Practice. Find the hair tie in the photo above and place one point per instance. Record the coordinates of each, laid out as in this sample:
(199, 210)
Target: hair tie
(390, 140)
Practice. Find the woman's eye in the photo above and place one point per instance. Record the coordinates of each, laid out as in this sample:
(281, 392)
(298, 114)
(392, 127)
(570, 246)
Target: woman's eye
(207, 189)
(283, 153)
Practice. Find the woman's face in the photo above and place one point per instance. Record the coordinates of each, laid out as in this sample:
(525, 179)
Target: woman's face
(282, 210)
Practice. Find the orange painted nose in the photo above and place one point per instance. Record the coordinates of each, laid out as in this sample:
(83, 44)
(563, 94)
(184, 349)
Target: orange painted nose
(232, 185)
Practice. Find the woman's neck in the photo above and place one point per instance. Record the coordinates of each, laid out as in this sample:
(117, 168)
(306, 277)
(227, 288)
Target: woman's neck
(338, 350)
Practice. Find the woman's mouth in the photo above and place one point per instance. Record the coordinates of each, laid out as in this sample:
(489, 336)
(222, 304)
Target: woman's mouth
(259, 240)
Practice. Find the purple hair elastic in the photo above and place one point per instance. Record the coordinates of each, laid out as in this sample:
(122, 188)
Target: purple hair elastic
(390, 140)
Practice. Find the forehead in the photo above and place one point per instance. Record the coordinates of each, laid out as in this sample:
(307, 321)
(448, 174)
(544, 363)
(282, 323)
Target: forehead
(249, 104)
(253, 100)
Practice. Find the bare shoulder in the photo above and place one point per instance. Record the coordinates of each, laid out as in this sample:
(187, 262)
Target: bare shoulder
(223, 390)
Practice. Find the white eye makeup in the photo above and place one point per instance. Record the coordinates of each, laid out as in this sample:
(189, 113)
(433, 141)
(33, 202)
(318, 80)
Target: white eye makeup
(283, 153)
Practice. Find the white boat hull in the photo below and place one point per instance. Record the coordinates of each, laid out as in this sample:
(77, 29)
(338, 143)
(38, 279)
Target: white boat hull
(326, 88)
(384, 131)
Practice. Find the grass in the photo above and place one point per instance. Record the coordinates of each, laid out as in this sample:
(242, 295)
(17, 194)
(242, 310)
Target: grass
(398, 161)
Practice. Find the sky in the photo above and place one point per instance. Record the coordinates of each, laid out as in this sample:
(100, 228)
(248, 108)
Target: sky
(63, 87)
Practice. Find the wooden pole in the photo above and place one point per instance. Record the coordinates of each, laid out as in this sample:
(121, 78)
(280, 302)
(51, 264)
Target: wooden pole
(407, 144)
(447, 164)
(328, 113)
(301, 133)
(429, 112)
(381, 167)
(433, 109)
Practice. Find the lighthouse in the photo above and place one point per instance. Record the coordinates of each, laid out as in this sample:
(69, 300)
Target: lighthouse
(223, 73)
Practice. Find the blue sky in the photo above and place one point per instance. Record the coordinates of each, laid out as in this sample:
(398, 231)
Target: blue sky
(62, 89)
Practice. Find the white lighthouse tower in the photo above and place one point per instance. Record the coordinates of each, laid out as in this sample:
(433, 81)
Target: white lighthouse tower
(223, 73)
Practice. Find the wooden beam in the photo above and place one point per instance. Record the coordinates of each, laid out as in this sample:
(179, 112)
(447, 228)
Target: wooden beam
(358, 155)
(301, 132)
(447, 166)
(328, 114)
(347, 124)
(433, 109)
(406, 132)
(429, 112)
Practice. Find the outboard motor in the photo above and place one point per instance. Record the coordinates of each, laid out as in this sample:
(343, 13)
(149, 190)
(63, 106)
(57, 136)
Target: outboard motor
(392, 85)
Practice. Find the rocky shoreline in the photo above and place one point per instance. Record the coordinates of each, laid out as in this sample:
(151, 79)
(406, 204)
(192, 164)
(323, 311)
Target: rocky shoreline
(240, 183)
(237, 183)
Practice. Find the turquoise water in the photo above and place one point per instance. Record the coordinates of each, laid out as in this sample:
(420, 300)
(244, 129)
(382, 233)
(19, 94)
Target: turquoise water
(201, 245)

AIM OF THE EXERCISE ▸
What is needed is an exact copy of every entry.

FINISHED EXERCISE ▸
Practice. Find the hair tie in the photo above and place one point per instance. Record the coordinates of each, laid out as in this sample:
(199, 210)
Target: hair tie
(390, 140)
Practice. Find the woman's eye in the photo above and place one point per instance. Record the coordinates of each, laid out as in this sample:
(281, 392)
(298, 114)
(392, 127)
(570, 246)
Target: woman's eye
(207, 189)
(283, 153)
Practice. Find the woman's face in the photo above and place one point per instance. Record the coordinates of each, laid out as in this sample:
(525, 179)
Target: woman's face
(282, 210)
Practice. Find the orange painted nose in the photo above and place one point per instance. Record the coordinates of each, laid out as in this sample:
(83, 44)
(563, 94)
(184, 349)
Target: orange painted nose
(232, 185)
Practice. Find the woman's neck in the photo above and place one point per instance. Record the coordinates of each, laid out as in this sample:
(117, 168)
(306, 277)
(227, 288)
Target: woman's neck
(338, 350)
Practice. Find the woman's mouth in the photo above and place one point per instance. Record the coordinates of each, laid out as in this sample:
(489, 336)
(222, 304)
Target: woman's mouth
(259, 240)
Practice. Find the purple hair elastic in the photo above and place one point per instance. Record the coordinates of each, laid out as in this sample:
(122, 188)
Target: purple hair elastic
(390, 140)
Practice. Find the forehead in the photo above and place one point per instance. Record the coordinates of each, laid out as in this sample:
(307, 321)
(448, 174)
(544, 363)
(282, 323)
Target: forehead
(249, 104)
(253, 100)
Practice. Find the bare shoulder in the photo above and place one point per instance. Record the coordinates of each, laid out as in this sample:
(187, 262)
Target: bare shoulder
(223, 390)
Practice. Find the white eye makeup in the photo above and place one point per instance. Record the coordinates of each, laid out as in this sample:
(189, 113)
(433, 141)
(33, 202)
(318, 80)
Target: white eye makeup
(283, 153)
Practice. Find the white boat hull in the photo below and place one point per instance. Record the coordinates of each, laid out as in this sample:
(77, 29)
(338, 143)
(38, 279)
Target: white boat hull
(326, 88)
(384, 131)
Practice. Find the grass in the photo above and place one point per instance. Record the coordinates of each, laid out as in this sample:
(242, 295)
(17, 194)
(242, 310)
Target: grass
(398, 161)
Practice. Find the sky in the photo above and place one point per instance. Record the coordinates of each, laid out as in this sample:
(100, 228)
(248, 108)
Target: sky
(63, 87)
Practice. Find the wooden pole in the photo above and place one point per instance. Record the coordinates of each, laid out as in this sample:
(121, 78)
(280, 302)
(51, 264)
Target: wooden pole
(407, 144)
(447, 164)
(328, 113)
(301, 133)
(429, 112)
(381, 167)
(433, 109)
Practice. Find the lighthouse in the photo above and place one point per instance. Record the coordinates of each, laid out as in this sample:
(69, 300)
Target: lighthouse
(223, 73)
Practice. Find the blue sky in the photo above and place one point per instance. Record the coordinates of each, laid out as in this sample:
(398, 231)
Target: blue sky
(62, 89)
Practice. Find the white lighthouse tower in the photo above and place one point per instance. Record the coordinates of each, laid out as in this sample:
(433, 81)
Target: white lighthouse tower
(223, 73)
Practice. Find the wooden beam in the photo above and place one point per instance. Record the coordinates of each, laid out as in this sample:
(179, 112)
(447, 228)
Target: wooden beam
(358, 155)
(301, 132)
(447, 166)
(328, 114)
(347, 124)
(433, 109)
(406, 132)
(429, 112)
Practice. Find the outboard motor in the photo above and place one point per instance. Record the coordinates of each, laid out as in this sample:
(343, 13)
(149, 190)
(63, 106)
(57, 136)
Target: outboard motor
(392, 85)
Practice. Find the rocky shoreline in the photo above and place one point per instance. Record the coordinates of each, laid out as in this sample:
(151, 79)
(406, 204)
(192, 164)
(323, 311)
Target: rocky shoreline
(240, 183)
(237, 183)
Practice. Find the turquoise water in the photo above and place one point per instance. Record the coordinates of each, laid out as in this sample:
(420, 300)
(244, 129)
(382, 233)
(19, 94)
Target: turquoise water
(201, 245)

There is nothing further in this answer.